─── RECORDS SHOWN ───

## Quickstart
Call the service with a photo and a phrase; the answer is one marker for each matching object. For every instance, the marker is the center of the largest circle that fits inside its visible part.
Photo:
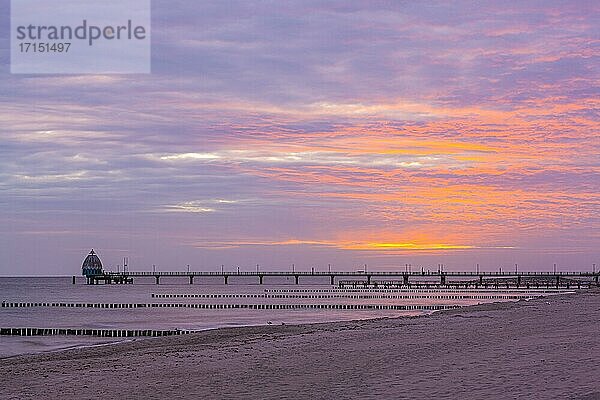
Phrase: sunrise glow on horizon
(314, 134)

───
─── RECORDS SHOWN ───

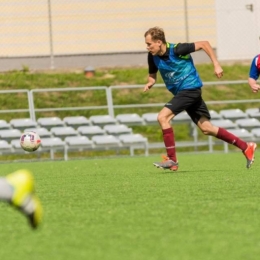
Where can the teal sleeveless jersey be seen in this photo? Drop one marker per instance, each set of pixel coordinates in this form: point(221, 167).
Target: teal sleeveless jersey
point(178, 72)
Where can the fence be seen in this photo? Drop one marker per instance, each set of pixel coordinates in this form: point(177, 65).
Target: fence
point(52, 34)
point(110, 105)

───

**THE TASK**
Every line of the material that holds the word "coordinates" must be found and copied.

**REPLY**
Where can the teal sleeveless jersey be seen in this photo? Drop one marker per instance, each set of pixel coordinates in this form: point(221, 167).
Where can the fence be seen in this photo? Drop one marker per instance, each set of pixel coordinates in this form: point(177, 65).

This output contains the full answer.